Set problem 1:
Report each line of the entries that contains the word "green". Case counts.
----- Quoted passage
Gallery Raided

Southampton Tower Gallery, Home of
Rivers and Warhol, is Raided
By Dan Rattiner
The only two times that I’ve
been in an art gallery when the authorities have come in to raid
the place and shut down the show, it’s been in the Tower Gallery
in Southampton. The first time was thirty years ago, when everyone
was forced to leave and the artist showing her work burst into tears.
This second time, which was at a showing of 87 of my drawings, took
place this past March 19. Three hundred people were on hand, enjoying
wine and cheese. It was raided. But just with a sign out front.
Pretty pathetic, if you ask me, particularly when you compare it
to the drama of the earlier raid.
Since these are perhaps the only
two such raids in the history of art galleries in the Hamptons ever,
I suppose I ought to describe them.
The first raid involved canvases
painted by Edith Irving, a Swiss citizen, who was living in East
Hampton that year. The name may sound familiar to you. It involved
a pretty sensational situation. And she went to jail for a time.
Edith Irving was married to Clifford
Irving, a novelist who had, two years earlier, sold a book to McGraw
Hill for $300,000 that purported to be a first hand biography of
the reclusive billionaire Howard Hughes. Two thirds of the money
had changed hands. And then it turned out that this perfectly good
manuscript was a hoax. Clifford, with Edith helping him with the
research, wrote the entire biography from information he found in
libraries, from letters he was able to obtain, from other books
and from the manuscript of a play written by one of Hughes’
closest advisors that never got sold, but which had been kicking
around in the office of Irving’s literary agent.
The book was declared a fraud by
Howard Hughes himself, the richest man in the world at that time,
who, in addition to being the richest man, was the only rich man
ever to have lived in the penthouse of a hotel for more than ten
years, never seeing anybody but armed guards, and issuing orders
only through intermediaries. He held a press conference from inside
his penthouse, denounced the book, said he had never met Clifford
or Edith Irving, and that they, the Irvings, had simply used Hughes’
name to steal some poor publisher’s money.
In the end, both Clifford and
Edith Irving went to jail for a year, but during the court fight,
Edith arranged to have a showing of her paintings at the Tower Gallery
in Southampton to raise money to pay her legal bills. The event
had started at 5 p.m. on a summer’s evening, with more than
a hundred people in attendance, and the wine and cheese were out,
and people had been marveling at all of Edith’s art for about
thirty minutes, when four uniformed agents of the Internal Revenue
Service charged up the stairs to the gallery space and over a bullhorn,
announced that all the paintings were, at that moment, being seized
by the IRS in lieu of back taxes and everybody better leave.

People filed out into the street,
talking animatedly about this remarkable turn of events, leaving
Edith weeping upstairs with her friends (and, notably, with the
agents and her paintings). It was perhaps the most sensational thing
to happen that summer in the Hamptons.
----------
Set problem 2:
Rewrite the part of the article that opens with the words containing "Since these are" and closes with "for a time.", substituting "Belgian" for "Swiss".
----- Exercise input
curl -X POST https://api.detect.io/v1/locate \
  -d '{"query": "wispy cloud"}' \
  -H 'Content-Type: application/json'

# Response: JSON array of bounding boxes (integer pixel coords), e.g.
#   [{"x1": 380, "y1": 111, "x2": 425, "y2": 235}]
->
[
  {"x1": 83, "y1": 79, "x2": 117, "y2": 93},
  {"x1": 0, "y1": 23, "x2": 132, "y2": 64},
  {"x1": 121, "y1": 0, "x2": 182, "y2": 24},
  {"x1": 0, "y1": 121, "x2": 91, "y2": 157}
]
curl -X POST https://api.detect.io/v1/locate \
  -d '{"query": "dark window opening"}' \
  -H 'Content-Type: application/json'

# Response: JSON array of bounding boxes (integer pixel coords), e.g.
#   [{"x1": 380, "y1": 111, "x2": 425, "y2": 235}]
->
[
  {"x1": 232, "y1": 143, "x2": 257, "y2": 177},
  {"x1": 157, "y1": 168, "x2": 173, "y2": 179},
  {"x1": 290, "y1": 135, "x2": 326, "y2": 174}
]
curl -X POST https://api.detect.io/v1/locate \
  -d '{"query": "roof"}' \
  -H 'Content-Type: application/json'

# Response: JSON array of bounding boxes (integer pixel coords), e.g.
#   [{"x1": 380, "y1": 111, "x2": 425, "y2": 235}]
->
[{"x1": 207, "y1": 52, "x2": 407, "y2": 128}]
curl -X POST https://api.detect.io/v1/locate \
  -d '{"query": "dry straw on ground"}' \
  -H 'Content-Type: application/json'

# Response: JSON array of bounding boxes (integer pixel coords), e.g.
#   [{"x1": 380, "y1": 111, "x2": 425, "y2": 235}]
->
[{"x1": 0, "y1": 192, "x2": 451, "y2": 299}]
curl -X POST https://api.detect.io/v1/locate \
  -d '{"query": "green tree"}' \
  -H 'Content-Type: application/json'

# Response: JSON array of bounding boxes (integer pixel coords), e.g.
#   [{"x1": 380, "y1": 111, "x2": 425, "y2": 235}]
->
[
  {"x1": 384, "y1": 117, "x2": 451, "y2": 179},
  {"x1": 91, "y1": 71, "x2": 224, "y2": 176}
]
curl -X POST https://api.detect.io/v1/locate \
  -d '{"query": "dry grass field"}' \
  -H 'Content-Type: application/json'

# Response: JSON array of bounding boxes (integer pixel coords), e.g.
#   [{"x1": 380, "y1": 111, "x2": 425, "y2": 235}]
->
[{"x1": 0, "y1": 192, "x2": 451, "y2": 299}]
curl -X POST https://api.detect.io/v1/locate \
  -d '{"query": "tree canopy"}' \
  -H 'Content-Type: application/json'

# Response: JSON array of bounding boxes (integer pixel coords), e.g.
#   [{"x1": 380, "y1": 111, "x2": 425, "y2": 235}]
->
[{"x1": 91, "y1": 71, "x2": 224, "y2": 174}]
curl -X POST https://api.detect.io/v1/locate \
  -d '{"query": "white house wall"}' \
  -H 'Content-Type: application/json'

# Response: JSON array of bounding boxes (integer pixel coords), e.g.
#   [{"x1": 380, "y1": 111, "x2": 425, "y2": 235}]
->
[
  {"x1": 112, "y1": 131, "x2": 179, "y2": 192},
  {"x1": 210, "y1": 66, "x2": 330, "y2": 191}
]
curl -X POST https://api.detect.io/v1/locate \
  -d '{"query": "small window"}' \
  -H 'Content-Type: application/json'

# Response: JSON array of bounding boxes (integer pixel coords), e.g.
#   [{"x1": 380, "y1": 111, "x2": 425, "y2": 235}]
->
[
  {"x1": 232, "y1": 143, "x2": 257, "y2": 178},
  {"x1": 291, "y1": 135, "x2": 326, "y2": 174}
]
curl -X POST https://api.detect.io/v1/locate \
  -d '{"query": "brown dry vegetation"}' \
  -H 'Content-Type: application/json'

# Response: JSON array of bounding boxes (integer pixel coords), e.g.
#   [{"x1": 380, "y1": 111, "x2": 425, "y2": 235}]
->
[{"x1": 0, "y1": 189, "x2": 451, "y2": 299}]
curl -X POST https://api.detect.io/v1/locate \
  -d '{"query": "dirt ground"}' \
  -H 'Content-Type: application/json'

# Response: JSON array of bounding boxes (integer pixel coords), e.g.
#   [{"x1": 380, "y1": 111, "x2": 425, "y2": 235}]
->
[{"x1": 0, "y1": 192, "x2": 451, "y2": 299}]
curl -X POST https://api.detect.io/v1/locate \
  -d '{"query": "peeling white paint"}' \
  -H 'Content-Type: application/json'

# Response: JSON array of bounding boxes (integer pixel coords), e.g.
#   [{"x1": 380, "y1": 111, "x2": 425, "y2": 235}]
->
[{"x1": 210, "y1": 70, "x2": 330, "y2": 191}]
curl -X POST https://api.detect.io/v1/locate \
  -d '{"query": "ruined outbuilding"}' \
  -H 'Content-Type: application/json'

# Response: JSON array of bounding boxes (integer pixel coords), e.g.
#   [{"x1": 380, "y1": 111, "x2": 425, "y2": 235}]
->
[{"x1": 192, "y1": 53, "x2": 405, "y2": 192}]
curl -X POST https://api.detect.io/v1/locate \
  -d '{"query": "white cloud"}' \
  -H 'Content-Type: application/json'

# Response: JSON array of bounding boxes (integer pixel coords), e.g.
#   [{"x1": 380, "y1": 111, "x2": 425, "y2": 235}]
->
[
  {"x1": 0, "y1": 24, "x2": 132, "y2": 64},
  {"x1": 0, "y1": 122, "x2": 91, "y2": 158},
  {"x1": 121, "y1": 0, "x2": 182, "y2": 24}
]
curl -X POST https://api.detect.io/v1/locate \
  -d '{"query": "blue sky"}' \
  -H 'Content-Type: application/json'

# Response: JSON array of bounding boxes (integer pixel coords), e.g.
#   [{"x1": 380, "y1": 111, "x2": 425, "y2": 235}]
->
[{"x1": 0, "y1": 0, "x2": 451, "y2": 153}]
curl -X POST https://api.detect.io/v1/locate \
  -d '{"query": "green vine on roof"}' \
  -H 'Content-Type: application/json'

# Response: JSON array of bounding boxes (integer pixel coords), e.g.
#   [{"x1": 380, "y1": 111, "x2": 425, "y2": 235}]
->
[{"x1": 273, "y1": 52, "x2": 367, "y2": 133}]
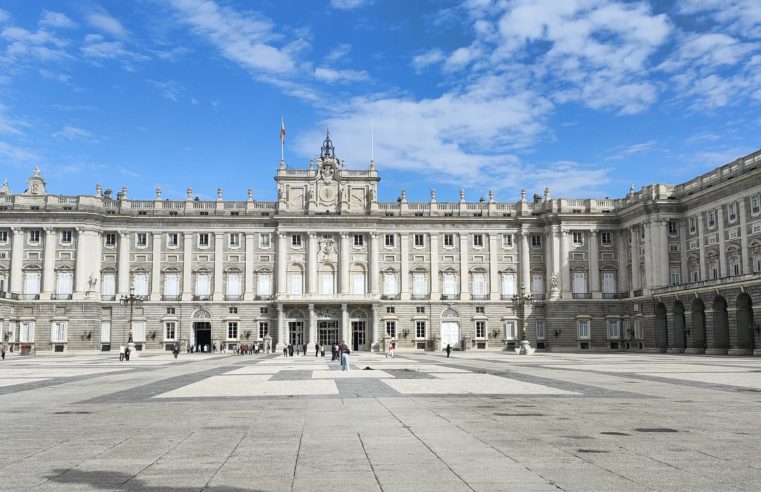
----------
Full output 1:
  -d '{"query": "green tree"}' \
  -d '{"query": "green vine on roof"}' \

Full output 2:
Since these are perhaps the only
two such raids in the history of art galleries in the Hamptons ever,
I suppose I ought to describe them.
The first raid involved canvases
painted by Edith Irving, a Belgian citizen, who was living in East
Hampton that year. The name may sound familiar to you. It involved
a pretty sensational situation. And she went to jail for a time.